#### [Problem]
Find the line that contains "of the hand". Output it and every line after it to the end of the records, exactly as they appear.

---- Supplied records

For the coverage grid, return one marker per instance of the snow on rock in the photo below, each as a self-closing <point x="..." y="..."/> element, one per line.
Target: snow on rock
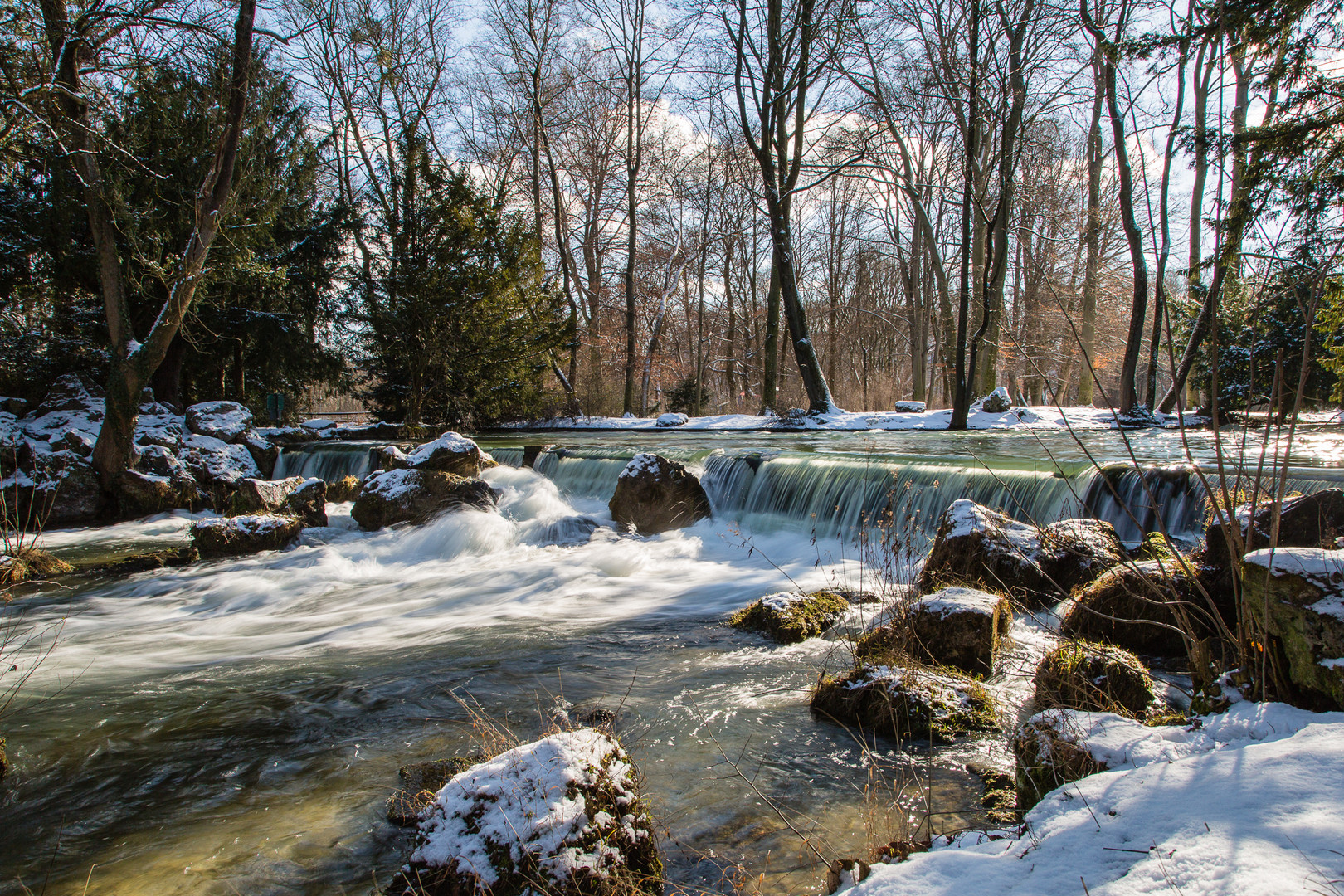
<point x="1301" y="603"/>
<point x="222" y="536"/>
<point x="1249" y="804"/>
<point x="983" y="548"/>
<point x="225" y="421"/>
<point x="656" y="494"/>
<point x="561" y="815"/>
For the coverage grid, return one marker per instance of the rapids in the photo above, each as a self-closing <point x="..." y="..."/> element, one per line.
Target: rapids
<point x="234" y="727"/>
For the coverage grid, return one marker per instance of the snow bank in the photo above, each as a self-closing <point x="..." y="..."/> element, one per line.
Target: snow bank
<point x="1248" y="804"/>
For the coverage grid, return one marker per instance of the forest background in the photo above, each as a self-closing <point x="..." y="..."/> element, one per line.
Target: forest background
<point x="464" y="214"/>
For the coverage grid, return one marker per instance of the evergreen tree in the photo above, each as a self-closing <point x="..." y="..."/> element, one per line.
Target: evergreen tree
<point x="459" y="328"/>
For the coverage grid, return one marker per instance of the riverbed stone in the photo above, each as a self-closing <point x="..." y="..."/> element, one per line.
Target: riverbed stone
<point x="231" y="535"/>
<point x="32" y="564"/>
<point x="1298" y="597"/>
<point x="656" y="494"/>
<point x="223" y="421"/>
<point x="960" y="627"/>
<point x="449" y="453"/>
<point x="1094" y="677"/>
<point x="1050" y="752"/>
<point x="910" y="702"/>
<point x="1132" y="606"/>
<point x="417" y="496"/>
<point x="791" y="617"/>
<point x="563" y="815"/>
<point x="981" y="548"/>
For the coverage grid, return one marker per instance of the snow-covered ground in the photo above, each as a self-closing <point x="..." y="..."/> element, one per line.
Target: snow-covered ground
<point x="1244" y="804"/>
<point x="1038" y="416"/>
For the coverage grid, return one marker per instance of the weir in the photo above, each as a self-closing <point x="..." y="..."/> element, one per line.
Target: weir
<point x="830" y="494"/>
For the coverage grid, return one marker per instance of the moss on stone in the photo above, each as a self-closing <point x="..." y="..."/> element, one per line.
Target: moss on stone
<point x="789" y="618"/>
<point x="912" y="702"/>
<point x="1094" y="677"/>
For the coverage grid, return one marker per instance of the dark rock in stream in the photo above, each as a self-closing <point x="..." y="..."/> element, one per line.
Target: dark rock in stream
<point x="656" y="494"/>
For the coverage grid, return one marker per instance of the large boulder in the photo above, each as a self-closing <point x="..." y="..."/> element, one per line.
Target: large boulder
<point x="229" y="535"/>
<point x="1135" y="606"/>
<point x="1050" y="751"/>
<point x="218" y="465"/>
<point x="1298" y="597"/>
<point x="449" y="453"/>
<point x="223" y="421"/>
<point x="791" y="616"/>
<point x="656" y="494"/>
<point x="906" y="703"/>
<point x="981" y="548"/>
<point x="416" y="496"/>
<point x="558" y="816"/>
<point x="960" y="627"/>
<point x="1093" y="677"/>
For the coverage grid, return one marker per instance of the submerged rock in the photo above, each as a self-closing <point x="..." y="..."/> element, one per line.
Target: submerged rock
<point x="1298" y="596"/>
<point x="1050" y="752"/>
<point x="223" y="421"/>
<point x="656" y="494"/>
<point x="449" y="453"/>
<point x="791" y="617"/>
<point x="960" y="627"/>
<point x="32" y="564"/>
<point x="1132" y="606"/>
<point x="1093" y="677"/>
<point x="906" y="703"/>
<point x="229" y="535"/>
<point x="558" y="816"/>
<point x="983" y="548"/>
<point x="420" y="782"/>
<point x="417" y="496"/>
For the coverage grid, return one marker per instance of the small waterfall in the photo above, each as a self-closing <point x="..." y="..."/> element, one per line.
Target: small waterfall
<point x="331" y="461"/>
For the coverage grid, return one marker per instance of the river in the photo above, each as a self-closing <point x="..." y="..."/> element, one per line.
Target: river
<point x="234" y="727"/>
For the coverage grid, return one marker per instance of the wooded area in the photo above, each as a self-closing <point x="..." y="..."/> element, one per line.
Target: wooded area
<point x="476" y="212"/>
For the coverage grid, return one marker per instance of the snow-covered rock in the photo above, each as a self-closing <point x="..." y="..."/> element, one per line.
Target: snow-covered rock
<point x="1131" y="605"/>
<point x="997" y="402"/>
<point x="960" y="627"/>
<point x="1298" y="596"/>
<point x="416" y="496"/>
<point x="227" y="535"/>
<point x="225" y="421"/>
<point x="983" y="548"/>
<point x="449" y="453"/>
<point x="1094" y="677"/>
<point x="656" y="494"/>
<point x="906" y="703"/>
<point x="791" y="616"/>
<point x="558" y="816"/>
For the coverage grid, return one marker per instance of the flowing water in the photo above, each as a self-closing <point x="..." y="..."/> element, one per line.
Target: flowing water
<point x="234" y="727"/>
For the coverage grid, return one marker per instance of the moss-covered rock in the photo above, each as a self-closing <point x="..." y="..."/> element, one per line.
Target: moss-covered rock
<point x="561" y="816"/>
<point x="1093" y="677"/>
<point x="791" y="617"/>
<point x="1298" y="596"/>
<point x="1049" y="754"/>
<point x="231" y="535"/>
<point x="30" y="564"/>
<point x="938" y="704"/>
<point x="420" y="782"/>
<point x="656" y="494"/>
<point x="981" y="548"/>
<point x="1132" y="606"/>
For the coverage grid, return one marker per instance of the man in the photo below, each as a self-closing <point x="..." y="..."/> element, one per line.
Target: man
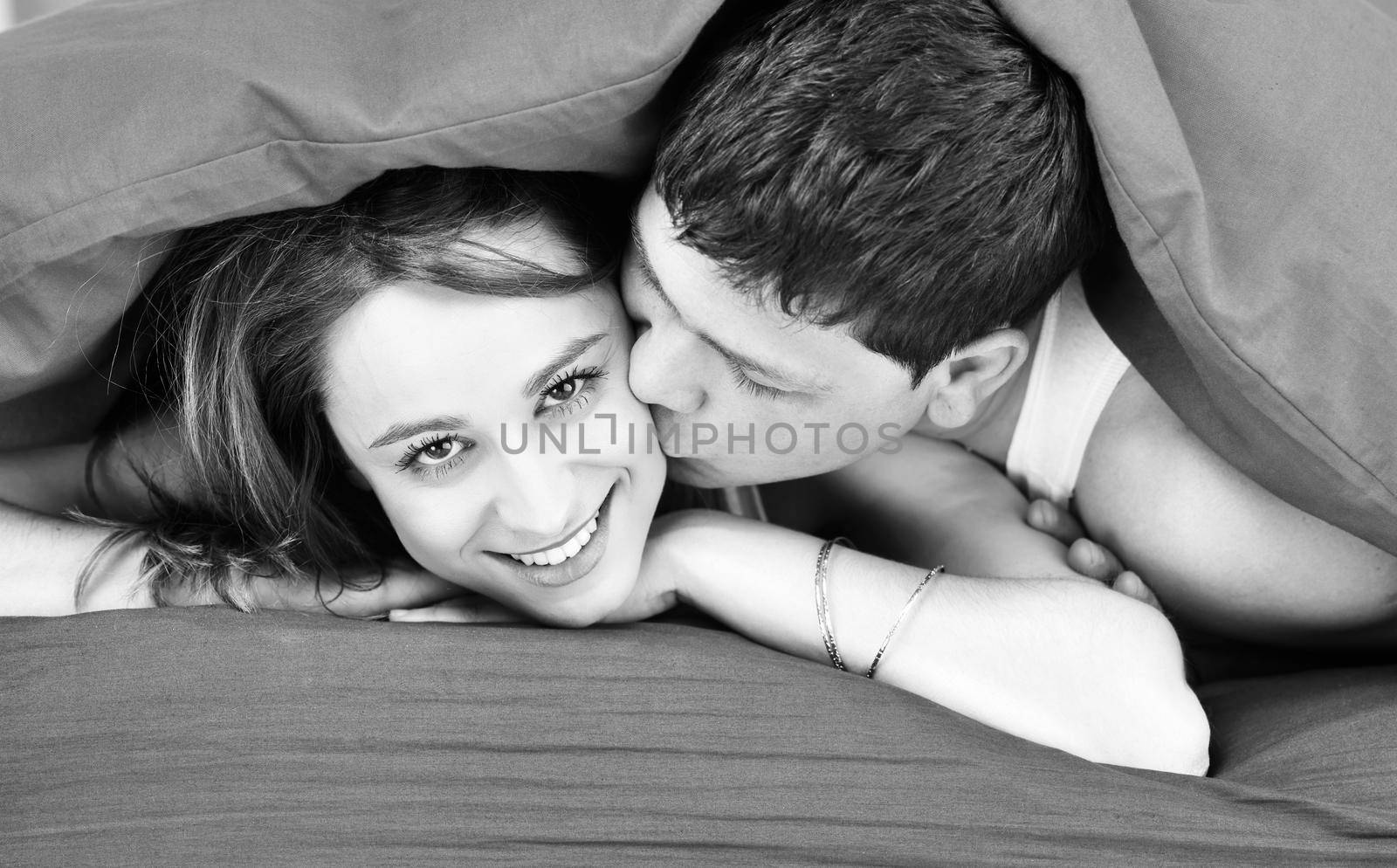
<point x="857" y="220"/>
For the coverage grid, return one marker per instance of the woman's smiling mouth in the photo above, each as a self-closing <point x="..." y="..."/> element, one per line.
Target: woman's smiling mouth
<point x="562" y="551"/>
<point x="570" y="560"/>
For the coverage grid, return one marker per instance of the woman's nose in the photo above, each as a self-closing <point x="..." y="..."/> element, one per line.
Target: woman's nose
<point x="664" y="374"/>
<point x="538" y="498"/>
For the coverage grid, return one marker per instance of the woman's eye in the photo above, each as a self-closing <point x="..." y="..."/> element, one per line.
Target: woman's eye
<point x="439" y="451"/>
<point x="437" y="455"/>
<point x="565" y="390"/>
<point x="570" y="391"/>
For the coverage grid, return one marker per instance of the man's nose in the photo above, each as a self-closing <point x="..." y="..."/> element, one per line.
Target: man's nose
<point x="663" y="372"/>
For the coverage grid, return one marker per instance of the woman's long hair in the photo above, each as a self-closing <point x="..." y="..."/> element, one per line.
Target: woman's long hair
<point x="239" y="316"/>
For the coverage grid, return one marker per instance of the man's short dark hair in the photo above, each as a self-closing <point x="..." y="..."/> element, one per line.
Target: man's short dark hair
<point x="912" y="168"/>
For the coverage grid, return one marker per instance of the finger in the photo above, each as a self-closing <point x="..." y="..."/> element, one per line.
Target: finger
<point x="463" y="610"/>
<point x="1132" y="586"/>
<point x="1051" y="519"/>
<point x="402" y="589"/>
<point x="1093" y="561"/>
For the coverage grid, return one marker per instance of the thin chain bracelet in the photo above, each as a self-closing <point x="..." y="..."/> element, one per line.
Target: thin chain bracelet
<point x="900" y="616"/>
<point x="822" y="604"/>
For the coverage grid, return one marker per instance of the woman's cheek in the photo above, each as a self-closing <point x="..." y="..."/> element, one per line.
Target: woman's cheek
<point x="433" y="528"/>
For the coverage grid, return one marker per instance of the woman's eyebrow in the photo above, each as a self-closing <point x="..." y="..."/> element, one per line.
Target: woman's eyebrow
<point x="565" y="356"/>
<point x="409" y="430"/>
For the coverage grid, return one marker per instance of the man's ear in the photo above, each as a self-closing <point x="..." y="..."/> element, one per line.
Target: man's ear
<point x="964" y="381"/>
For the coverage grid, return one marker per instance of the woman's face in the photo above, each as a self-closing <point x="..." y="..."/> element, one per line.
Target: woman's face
<point x="500" y="437"/>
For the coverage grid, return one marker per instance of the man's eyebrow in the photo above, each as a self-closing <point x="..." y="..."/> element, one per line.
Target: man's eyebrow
<point x="404" y="431"/>
<point x="647" y="272"/>
<point x="565" y="356"/>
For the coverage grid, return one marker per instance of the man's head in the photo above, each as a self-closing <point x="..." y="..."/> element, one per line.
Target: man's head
<point x="856" y="204"/>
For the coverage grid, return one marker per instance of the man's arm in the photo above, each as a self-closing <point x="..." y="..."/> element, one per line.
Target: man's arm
<point x="1222" y="553"/>
<point x="1065" y="663"/>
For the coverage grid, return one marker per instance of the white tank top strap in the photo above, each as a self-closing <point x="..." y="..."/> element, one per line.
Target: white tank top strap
<point x="1072" y="375"/>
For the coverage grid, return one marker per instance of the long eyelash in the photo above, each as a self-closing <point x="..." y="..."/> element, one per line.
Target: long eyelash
<point x="409" y="458"/>
<point x="583" y="397"/>
<point x="576" y="374"/>
<point x="751" y="386"/>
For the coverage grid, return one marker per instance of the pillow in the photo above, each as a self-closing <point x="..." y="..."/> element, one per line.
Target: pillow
<point x="126" y="119"/>
<point x="1249" y="155"/>
<point x="176" y="737"/>
<point x="1329" y="735"/>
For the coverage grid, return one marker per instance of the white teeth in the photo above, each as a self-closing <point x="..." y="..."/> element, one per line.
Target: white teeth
<point x="554" y="556"/>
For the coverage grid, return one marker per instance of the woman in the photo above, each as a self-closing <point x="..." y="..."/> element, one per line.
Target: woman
<point x="433" y="370"/>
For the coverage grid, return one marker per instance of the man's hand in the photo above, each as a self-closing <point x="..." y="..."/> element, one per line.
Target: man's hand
<point x="403" y="588"/>
<point x="1086" y="556"/>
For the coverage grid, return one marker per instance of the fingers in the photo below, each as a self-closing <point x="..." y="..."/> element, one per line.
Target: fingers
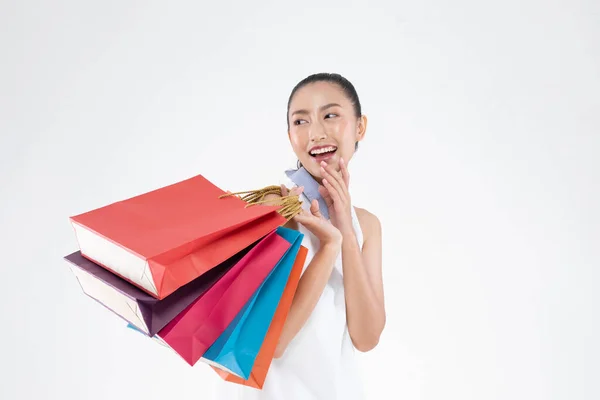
<point x="296" y="191"/>
<point x="333" y="192"/>
<point x="325" y="195"/>
<point x="336" y="183"/>
<point x="314" y="209"/>
<point x="345" y="173"/>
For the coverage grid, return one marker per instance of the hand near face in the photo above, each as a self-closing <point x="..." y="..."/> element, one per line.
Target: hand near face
<point x="337" y="197"/>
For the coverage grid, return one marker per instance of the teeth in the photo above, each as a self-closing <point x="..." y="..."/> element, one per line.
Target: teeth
<point x="322" y="150"/>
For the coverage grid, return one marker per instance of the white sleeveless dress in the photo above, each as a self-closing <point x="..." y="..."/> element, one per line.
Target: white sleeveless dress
<point x="319" y="362"/>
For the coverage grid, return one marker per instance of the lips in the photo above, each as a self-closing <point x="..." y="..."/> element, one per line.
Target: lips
<point x="320" y="151"/>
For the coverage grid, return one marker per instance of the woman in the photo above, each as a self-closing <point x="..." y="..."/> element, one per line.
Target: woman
<point x="339" y="303"/>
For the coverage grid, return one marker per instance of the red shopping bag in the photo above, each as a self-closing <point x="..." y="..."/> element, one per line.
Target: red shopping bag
<point x="195" y="329"/>
<point x="164" y="239"/>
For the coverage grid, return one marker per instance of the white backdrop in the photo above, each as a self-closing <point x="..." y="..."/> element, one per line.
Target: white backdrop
<point x="481" y="160"/>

--------

#### [Response to the exercise]
For the coverage grid, return one marker per instance of the hand near face in the photo above, each as a self-closing <point x="..." y="..."/> element, one per line.
Target: hand near face
<point x="337" y="197"/>
For the coverage grid, return one marker per instance of the teeth in the photo above, each as a self-closing <point x="..." y="..."/> element, one per line.
Target: teeth
<point x="322" y="150"/>
For the coverage grid, return one marker per instance of the white sleeveless dress in the photo above, each as a self-closing <point x="..." y="..."/> element, one per line.
Target: white sleeveless dress
<point x="319" y="362"/>
For the coverage grid, return one marker per instance of the lips in the photo above, each as a self-closing <point x="..." y="..."/> element, one per line.
Target: lips
<point x="320" y="151"/>
For the coverage grid, return one marker per instance of the woman in the photo above, each as a self-closing <point x="..." y="..."/> element, one per line.
Target: woman
<point x="339" y="303"/>
For the coverage grid, return one marker per instance of the red shopping bag in the photo above, each as a self-closing <point x="..." y="..."/> element, one per line.
Target: red shopping bag
<point x="195" y="329"/>
<point x="164" y="239"/>
For the coverage grid, return one marker per instance of the white backdrop in the photo above, each as a self-closing <point x="..." y="..."/> element, one per line.
Target: white backdrop
<point x="481" y="160"/>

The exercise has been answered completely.